··· Texte cité ···
Des documents cités dans le cadre d’une action en justice contre le gouvernement israélien indiquent que les responsables savaient que cette opération était « illégale » après 1948
Des Palestiniens protestent devant le bureau du Premier ministre israélien à Jérusalem contre le projet de reforestation du FNJ dans le désert du Néguev, le 30 janvier 2022 (AFP)
Par MEE

Des documents historiques israéliens récemment déterrés révèlent les efforts incessants déployés par les autorités pour chasser les habitants bédouins des terres palestiniennes dans le Néguev au cours des années 1950.

Selon Haaretz, ces documents ont été révélés dans le cadre d’une procédure judiciaire en matière de propriété foncière engagée par des citoyens palestiniens d’Israël à al-Araqeeb, qui fait partie des dizaines de villages jugés illégaux par Israël et privés d’eau, d’électricité et de services de transport, entre autres.
··· Données fournies ···
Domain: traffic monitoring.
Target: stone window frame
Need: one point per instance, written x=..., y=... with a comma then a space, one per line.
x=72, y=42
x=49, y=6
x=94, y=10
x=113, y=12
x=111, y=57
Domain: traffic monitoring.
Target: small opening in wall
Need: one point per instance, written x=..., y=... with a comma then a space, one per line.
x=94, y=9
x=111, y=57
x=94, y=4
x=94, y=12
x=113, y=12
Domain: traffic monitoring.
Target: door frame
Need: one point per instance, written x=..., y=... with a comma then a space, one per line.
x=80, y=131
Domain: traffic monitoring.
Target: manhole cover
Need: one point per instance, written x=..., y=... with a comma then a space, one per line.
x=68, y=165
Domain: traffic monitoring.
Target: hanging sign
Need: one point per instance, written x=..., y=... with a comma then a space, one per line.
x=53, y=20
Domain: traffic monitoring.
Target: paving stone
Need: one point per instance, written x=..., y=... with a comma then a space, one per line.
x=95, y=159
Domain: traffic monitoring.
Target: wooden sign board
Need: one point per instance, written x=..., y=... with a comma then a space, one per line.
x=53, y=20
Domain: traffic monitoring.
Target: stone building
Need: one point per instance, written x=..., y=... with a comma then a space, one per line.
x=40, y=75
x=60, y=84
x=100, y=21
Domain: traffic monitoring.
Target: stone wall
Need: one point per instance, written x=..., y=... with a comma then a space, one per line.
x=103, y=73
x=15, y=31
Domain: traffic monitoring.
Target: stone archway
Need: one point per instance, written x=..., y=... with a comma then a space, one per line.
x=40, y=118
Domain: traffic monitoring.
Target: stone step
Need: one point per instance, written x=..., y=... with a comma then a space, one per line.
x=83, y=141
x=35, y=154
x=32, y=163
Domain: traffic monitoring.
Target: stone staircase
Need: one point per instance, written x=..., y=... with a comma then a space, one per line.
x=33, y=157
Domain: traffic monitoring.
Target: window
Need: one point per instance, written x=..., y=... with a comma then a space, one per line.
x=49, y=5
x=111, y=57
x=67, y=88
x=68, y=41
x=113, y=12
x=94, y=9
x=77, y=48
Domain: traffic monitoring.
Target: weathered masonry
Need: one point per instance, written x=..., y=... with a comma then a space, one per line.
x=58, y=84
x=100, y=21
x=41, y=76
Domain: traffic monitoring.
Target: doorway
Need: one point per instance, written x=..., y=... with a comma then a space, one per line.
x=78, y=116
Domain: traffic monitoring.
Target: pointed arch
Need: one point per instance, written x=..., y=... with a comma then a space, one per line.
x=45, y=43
···
# Ce qui est attendu
Pouvez-vous recopier fidèlement le passage de l'article sur l'expulsion des Bédouins du Néguev, depuis « Des documents cités » jusqu'à « le 30 janvier 2022 (AFP) » inclus ? Inutile de consulter les lignes fournies.

# Réponse complète
Des documents cités dans le cadre d’une action en justice contre le gouvernement israélien indiquent que les responsables savaient que cette opération était « illégale » après 1948
Des Palestiniens protestent devant le bureau du Premier ministre israélien à Jérusalem contre le projet de reforestation du FNJ dans le désert du Néguev, le 30 janvier 2022 (AFP)